Written task -
Please retype the entries below exactly. Begin at the line that contains "One point goes on every instance of the pond", and stop after the line that contains "x=686 y=653".

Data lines
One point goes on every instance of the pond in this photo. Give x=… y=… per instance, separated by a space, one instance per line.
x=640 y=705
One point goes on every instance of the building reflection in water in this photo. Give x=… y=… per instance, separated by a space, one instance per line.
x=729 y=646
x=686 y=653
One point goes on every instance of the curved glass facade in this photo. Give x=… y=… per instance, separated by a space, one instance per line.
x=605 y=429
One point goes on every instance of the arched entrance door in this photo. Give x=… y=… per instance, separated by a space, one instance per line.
* * *
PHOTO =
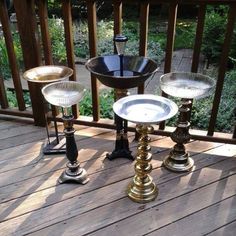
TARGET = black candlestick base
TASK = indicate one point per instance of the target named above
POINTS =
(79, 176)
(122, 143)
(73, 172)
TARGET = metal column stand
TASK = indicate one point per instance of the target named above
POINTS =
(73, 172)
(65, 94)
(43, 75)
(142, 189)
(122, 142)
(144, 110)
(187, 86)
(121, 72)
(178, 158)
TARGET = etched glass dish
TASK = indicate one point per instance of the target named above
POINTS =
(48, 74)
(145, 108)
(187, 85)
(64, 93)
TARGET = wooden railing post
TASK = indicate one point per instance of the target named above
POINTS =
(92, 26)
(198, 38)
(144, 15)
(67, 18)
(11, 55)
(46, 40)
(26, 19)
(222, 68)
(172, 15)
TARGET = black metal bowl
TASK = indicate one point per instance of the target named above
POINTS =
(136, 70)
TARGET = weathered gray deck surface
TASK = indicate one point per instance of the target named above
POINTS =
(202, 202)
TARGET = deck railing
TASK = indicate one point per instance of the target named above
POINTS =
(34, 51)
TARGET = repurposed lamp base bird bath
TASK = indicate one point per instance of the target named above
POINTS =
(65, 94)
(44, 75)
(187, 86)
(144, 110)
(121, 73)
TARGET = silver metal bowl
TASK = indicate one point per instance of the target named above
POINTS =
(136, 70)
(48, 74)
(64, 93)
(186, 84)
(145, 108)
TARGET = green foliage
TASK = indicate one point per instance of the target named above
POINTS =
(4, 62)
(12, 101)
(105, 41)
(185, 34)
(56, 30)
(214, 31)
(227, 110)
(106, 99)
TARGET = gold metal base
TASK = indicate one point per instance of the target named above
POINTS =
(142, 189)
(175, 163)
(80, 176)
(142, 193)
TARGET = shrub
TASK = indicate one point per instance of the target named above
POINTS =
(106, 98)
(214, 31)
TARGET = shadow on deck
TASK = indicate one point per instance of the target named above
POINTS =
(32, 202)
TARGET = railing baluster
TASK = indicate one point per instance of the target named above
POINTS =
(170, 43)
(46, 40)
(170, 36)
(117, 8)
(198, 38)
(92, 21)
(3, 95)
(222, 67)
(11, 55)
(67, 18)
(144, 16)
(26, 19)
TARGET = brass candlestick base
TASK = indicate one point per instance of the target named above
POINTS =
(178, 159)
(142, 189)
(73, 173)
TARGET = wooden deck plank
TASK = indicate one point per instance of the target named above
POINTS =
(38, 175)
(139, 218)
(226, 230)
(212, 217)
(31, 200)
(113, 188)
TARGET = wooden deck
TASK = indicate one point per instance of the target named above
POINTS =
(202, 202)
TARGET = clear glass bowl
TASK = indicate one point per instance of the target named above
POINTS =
--
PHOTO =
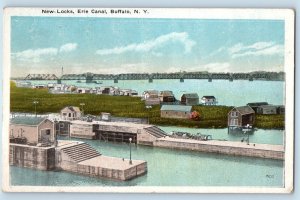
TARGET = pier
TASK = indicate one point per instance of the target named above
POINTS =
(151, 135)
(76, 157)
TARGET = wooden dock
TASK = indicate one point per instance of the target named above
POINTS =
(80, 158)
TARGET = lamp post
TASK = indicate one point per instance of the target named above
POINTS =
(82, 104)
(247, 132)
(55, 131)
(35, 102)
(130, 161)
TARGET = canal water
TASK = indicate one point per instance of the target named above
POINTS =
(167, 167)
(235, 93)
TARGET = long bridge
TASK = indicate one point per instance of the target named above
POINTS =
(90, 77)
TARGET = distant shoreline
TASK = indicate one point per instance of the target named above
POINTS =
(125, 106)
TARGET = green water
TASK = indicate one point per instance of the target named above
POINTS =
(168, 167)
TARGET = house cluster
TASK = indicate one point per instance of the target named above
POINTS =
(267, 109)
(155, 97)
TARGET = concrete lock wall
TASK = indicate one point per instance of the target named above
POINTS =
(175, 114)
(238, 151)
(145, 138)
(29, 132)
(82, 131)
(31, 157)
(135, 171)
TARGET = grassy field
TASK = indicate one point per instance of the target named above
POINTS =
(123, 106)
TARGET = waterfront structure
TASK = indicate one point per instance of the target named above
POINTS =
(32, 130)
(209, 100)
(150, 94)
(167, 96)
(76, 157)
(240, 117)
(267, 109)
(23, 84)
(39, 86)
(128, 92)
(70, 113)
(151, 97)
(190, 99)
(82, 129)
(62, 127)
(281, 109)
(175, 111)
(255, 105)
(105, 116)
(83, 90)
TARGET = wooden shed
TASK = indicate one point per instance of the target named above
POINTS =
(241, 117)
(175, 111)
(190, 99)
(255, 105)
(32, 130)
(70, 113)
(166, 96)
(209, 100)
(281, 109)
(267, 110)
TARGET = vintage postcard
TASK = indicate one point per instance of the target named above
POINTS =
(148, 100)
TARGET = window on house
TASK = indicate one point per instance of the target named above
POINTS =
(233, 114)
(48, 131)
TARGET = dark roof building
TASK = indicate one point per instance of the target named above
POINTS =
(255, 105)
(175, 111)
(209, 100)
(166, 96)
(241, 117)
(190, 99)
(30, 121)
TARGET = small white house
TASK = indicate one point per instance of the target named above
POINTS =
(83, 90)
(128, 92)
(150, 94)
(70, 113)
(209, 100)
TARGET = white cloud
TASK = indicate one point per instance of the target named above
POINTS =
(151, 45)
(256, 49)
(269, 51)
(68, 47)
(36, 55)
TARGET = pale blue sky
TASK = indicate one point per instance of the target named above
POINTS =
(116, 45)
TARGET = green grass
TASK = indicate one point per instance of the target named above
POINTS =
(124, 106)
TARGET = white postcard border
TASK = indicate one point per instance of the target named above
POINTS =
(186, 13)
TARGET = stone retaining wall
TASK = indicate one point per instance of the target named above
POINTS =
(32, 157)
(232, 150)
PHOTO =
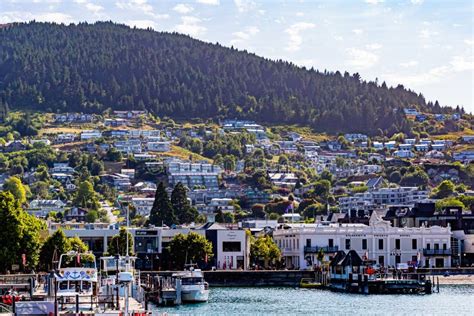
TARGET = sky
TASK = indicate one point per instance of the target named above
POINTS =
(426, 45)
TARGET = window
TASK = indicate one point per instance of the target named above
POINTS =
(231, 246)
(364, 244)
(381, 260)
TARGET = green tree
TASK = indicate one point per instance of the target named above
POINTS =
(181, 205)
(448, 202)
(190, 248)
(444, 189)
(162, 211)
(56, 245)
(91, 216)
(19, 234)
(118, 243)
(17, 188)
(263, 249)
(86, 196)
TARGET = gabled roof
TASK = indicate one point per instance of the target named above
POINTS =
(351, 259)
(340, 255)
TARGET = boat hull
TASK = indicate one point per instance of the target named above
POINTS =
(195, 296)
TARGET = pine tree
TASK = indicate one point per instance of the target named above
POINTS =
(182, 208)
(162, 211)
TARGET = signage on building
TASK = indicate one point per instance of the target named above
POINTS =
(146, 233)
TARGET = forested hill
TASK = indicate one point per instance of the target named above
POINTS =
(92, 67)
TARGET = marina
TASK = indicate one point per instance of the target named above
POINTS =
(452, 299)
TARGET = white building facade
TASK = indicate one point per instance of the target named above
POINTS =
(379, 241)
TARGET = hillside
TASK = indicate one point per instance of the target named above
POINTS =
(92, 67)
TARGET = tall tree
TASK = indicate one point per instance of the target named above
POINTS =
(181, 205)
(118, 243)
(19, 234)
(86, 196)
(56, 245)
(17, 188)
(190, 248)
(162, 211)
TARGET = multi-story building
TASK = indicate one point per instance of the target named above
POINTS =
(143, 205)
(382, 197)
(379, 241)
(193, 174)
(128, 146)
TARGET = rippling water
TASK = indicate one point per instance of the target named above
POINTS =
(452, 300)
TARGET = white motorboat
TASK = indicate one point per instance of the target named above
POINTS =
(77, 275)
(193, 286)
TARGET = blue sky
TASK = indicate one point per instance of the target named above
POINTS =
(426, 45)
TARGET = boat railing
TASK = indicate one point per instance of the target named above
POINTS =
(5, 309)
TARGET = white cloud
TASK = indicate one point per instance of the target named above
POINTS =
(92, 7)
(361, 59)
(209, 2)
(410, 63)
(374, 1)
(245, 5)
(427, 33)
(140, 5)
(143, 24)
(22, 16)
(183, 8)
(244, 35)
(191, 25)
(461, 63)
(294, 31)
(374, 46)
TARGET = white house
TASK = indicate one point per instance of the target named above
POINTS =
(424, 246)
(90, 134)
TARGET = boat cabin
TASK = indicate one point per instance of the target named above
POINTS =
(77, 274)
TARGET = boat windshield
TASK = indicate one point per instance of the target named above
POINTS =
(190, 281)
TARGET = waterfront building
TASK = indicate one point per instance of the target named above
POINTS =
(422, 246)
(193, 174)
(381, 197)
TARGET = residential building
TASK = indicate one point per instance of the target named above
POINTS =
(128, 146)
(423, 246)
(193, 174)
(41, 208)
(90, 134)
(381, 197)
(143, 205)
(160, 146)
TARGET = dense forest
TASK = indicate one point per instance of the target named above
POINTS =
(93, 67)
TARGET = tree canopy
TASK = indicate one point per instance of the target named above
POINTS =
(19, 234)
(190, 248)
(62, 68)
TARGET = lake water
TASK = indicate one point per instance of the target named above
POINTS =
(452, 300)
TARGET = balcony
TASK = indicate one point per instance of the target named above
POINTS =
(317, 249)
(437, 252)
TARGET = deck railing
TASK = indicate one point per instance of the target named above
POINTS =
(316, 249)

The result -
One point goes on every instance of the pond in this photo. Give x=… y=… per instance, separated by a space, one instance per line.
x=640 y=705
One point goes on every instance of the building reflection in water in this photo. Give x=… y=… per instance, separated by a space, one instance per line.
x=729 y=646
x=686 y=653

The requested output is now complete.